-- Opening Marker --
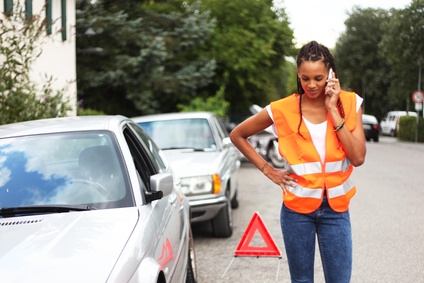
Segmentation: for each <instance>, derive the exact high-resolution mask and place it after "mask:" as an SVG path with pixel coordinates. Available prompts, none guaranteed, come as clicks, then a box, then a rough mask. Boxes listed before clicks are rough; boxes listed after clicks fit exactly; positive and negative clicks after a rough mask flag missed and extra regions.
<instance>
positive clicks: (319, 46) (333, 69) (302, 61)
mask: <svg viewBox="0 0 424 283" xmlns="http://www.w3.org/2000/svg"><path fill="white" fill-rule="evenodd" d="M305 61H312V62H316V61H322V62H323V63H324V65H325V66H326V67H327V69H330V68H332V69H333V71H334V72H335V73H337V72H336V64H335V62H334V57H333V55H331V53H330V50H328V48H327V47H325V46H324V45H322V44H319V43H318V42H316V41H311V42H309V43H307V44H305V45H304V46H302V48H300V50H299V53H298V55H297V59H296V65H297V67H298V68H299V67H300V65H301V64H302V63H303V62H305ZM297 91H298V93H299V94H300V99H299V112H300V121H299V125H298V126H297V133H298V134H299V135H300V136H302V134H301V133H300V126H301V125H302V95H303V94H304V93H305V90H304V89H303V88H302V84H301V82H300V78H299V77H297ZM337 108H338V109H339V113H340V116H341V117H342V118H344V117H345V113H344V109H343V104H342V101H341V100H340V97H339V99H338V100H337ZM302 137H303V136H302Z"/></svg>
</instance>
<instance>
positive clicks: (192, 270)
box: [186, 228, 197, 283]
mask: <svg viewBox="0 0 424 283" xmlns="http://www.w3.org/2000/svg"><path fill="white" fill-rule="evenodd" d="M196 282H197V265H196V254H195V252H194V239H193V233H192V231H191V228H190V232H189V247H188V257H187V276H186V283H196Z"/></svg>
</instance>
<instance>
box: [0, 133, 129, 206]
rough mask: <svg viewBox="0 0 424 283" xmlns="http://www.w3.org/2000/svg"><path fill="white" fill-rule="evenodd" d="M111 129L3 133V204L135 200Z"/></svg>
-- Closing Marker --
Copy out every item above verbatim, leaving out the pictures.

**RESPONSE TO THIS EXERCISE**
Segmentation: for each <instance>, derive the exact high-resolution mask and place it after "mask:" as an SVG path with pixel coordinates. Available prompts, none guaranteed, come as clicks, then a box, then a rough mask. Boxes listed before clicks are rough; boxes listed after clicks fit exactly; positive and negative clicks after a rough mask flag missed and extra regions.
<instance>
positive clicks: (319, 46) (333, 69) (302, 61)
mask: <svg viewBox="0 0 424 283" xmlns="http://www.w3.org/2000/svg"><path fill="white" fill-rule="evenodd" d="M305 61H312V62H316V61H322V62H323V63H324V65H325V66H326V67H327V69H330V68H332V69H333V71H334V72H335V73H337V72H336V64H335V62H334V57H333V55H331V53H330V50H328V48H327V47H325V46H324V45H322V44H319V43H318V42H316V41H311V42H309V43H307V44H305V45H304V46H302V48H300V50H299V53H298V55H297V59H296V65H297V67H298V68H299V67H300V65H301V64H302V63H303V62H305ZM297 91H298V93H299V94H300V99H299V112H300V121H299V125H298V126H297V133H298V134H299V135H300V136H302V134H301V133H300V126H301V125H302V95H303V94H304V93H305V90H304V89H303V88H302V84H301V82H300V78H299V77H297ZM337 108H338V109H339V113H340V116H341V117H342V118H344V117H345V113H344V109H343V104H342V101H341V100H340V97H339V99H338V100H337ZM302 137H303V136H302Z"/></svg>
</instance>
<instance>
positive clicks: (192, 270)
box: [186, 228, 197, 283]
mask: <svg viewBox="0 0 424 283" xmlns="http://www.w3.org/2000/svg"><path fill="white" fill-rule="evenodd" d="M196 282H197V265H196V254H195V252H194V239H193V233H192V231H191V228H190V232H189V247H188V257H187V276H186V283H196Z"/></svg>
</instance>
<instance>
box: [0, 133, 129, 206]
rough mask: <svg viewBox="0 0 424 283" xmlns="http://www.w3.org/2000/svg"><path fill="white" fill-rule="evenodd" d="M111 129L3 133V204L135 200Z"/></svg>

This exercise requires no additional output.